* start SOURCE EXCERPT *

By Jack O'Leary, News Writer

 

On the third anniversary of the murder of University of Utah student Lauren McCluskey, the Lauren McCluskey Foundation launched five key initiatives towards changing campus culture surrounding dating violence and further promoting comprehensive public safety programs during the Lauren McCluskey Memorial Walk.

Lauren McCluskey’s mother, the Lauren McCluskey Foundation President Jill McCluskey and U President Taylor Randall spoke at the event. Started in 2020 by ASUU, the walk was held at the McCarthey Family Track and Field, as Lauren competed in track during her time at the U.

“Our daughter, Lauren, was murdered outside of her dorm three years ago today, and nothing can change that or bring Lauren back,” said Lauren’s father, Matthew McCluskey. “But it’s our hope that the steps that we take today and in the future will prevent this from happening in the future.”

Lauren McCluskey was a student-athlete at the U who was murdered outside her dorm on campus in 2018 and since then, the foundation aims to pursue the promise of listening and believing when victims are being threatened by another person.

“The first initiative is to increase awareness of the seriousness of dating violence and stalking on college campuses, by promoting and growing an annual dating violence and stalking awareness day on Oct. 22, the date of Lauren’s murder,” Jill McCluskey said.

Jill McCluskey presented the rest of the initiatives, which were to expand the adoption of Lauren’s Promise to campuses nationwide, create better practices for effective response, develop and distribute campus safety scores and share resources to strengthen dating violence and stalking laws

“We already have college professors at 158 universities who have adopted Lauren’s promise,” Jill McCluskey said. “We want to grow that, and we already are seeing the positive — the positive impacts from that [through] stories about young people and students coming to their professors and getting help and getting connected to resources.”

To create better safety practices and more effective responses, the foundation will fund the development of a blueprint to be built on the Clery Act that would be used to improve safety plans and college campuses. According to Jill McCluskey, this is aimed to be a multifaceted course of action that would include police, public safety officers, housing officials and counseling and increase coordination among them.

“Once we have the best practices in place, a campus safety score can help incentivize universities to respond to adopt the best practices,” Jill McCluskey said. “This will be based on procedures, training resources and responses and … making the score publicly available, parents and prospective students can be informed about what decision they make about college.”

* end SOURCE EXCERPT *
* start ENTRIES *

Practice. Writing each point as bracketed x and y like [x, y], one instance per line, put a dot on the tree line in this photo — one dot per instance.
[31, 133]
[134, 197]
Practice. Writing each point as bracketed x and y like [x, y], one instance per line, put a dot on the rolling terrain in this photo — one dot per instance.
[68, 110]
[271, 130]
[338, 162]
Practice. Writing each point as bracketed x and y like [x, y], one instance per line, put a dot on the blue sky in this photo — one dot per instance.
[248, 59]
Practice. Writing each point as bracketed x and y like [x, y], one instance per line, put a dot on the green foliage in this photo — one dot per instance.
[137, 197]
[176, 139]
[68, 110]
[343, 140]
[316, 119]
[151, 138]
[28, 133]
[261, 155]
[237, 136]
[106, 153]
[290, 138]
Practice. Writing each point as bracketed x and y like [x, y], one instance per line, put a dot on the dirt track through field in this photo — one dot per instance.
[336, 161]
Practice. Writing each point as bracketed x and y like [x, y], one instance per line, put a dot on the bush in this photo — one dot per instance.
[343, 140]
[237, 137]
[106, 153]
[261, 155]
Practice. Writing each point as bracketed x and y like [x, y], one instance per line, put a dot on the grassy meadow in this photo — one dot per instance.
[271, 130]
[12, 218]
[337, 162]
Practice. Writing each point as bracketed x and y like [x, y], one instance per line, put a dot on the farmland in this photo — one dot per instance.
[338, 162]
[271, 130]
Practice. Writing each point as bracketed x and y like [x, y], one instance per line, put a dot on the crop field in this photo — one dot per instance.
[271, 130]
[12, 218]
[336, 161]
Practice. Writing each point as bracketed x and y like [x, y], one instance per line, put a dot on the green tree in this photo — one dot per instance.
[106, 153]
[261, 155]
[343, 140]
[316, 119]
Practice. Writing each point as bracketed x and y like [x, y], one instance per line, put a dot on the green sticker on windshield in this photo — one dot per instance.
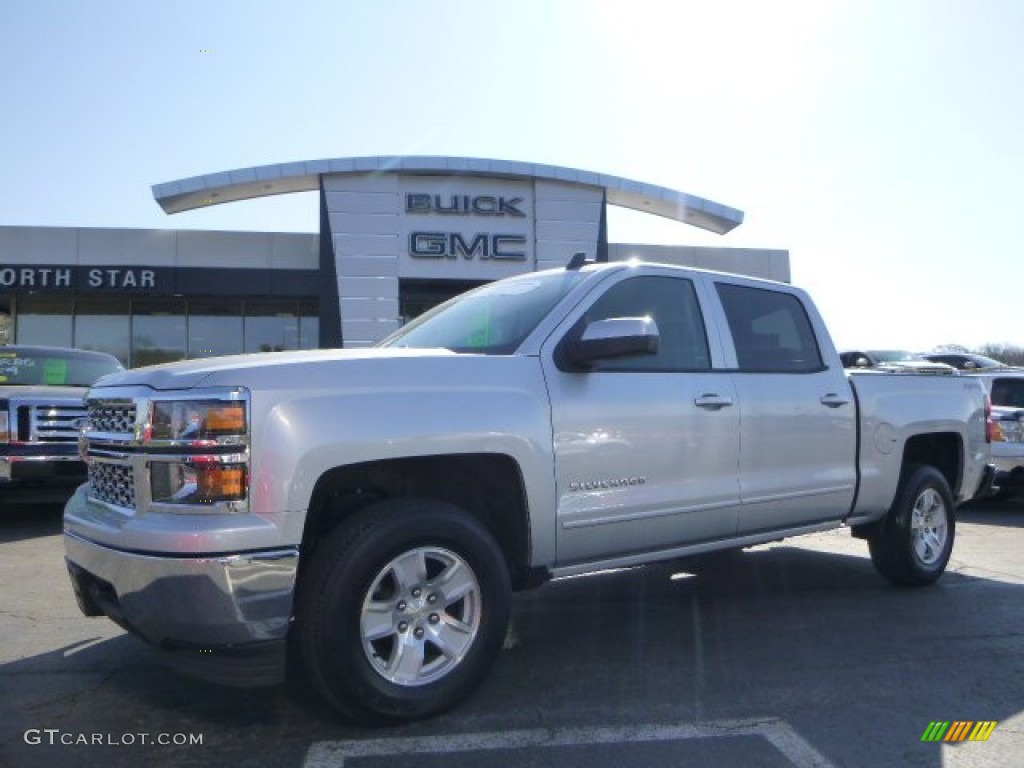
[54, 372]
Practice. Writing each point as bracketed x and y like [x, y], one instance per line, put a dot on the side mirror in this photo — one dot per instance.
[615, 337]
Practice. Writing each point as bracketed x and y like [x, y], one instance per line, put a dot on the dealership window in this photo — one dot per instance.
[6, 324]
[45, 321]
[270, 327]
[103, 325]
[308, 325]
[158, 332]
[214, 328]
[143, 332]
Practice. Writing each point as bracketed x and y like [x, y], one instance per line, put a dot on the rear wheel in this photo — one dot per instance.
[912, 544]
[401, 612]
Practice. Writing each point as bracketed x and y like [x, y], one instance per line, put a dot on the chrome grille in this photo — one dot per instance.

* end ENTRIES *

■ TASK DIRECTIONS
Reproduce word for word the stretch of the foundation article from "By Jack O'Leary, News" through "McCluskey Memorial Walk.". The rows play no part in what is asked here.

■ SOLUTION BELOW
By Jack O'Leary, News Writer

 

On the third anniversary of the murder of University of Utah student Lauren McCluskey, the Lauren McCluskey Foundation launched five key initiatives towards changing campus culture surrounding dating violence and further promoting comprehensive public safety programs during the Lauren McCluskey Memorial Walk.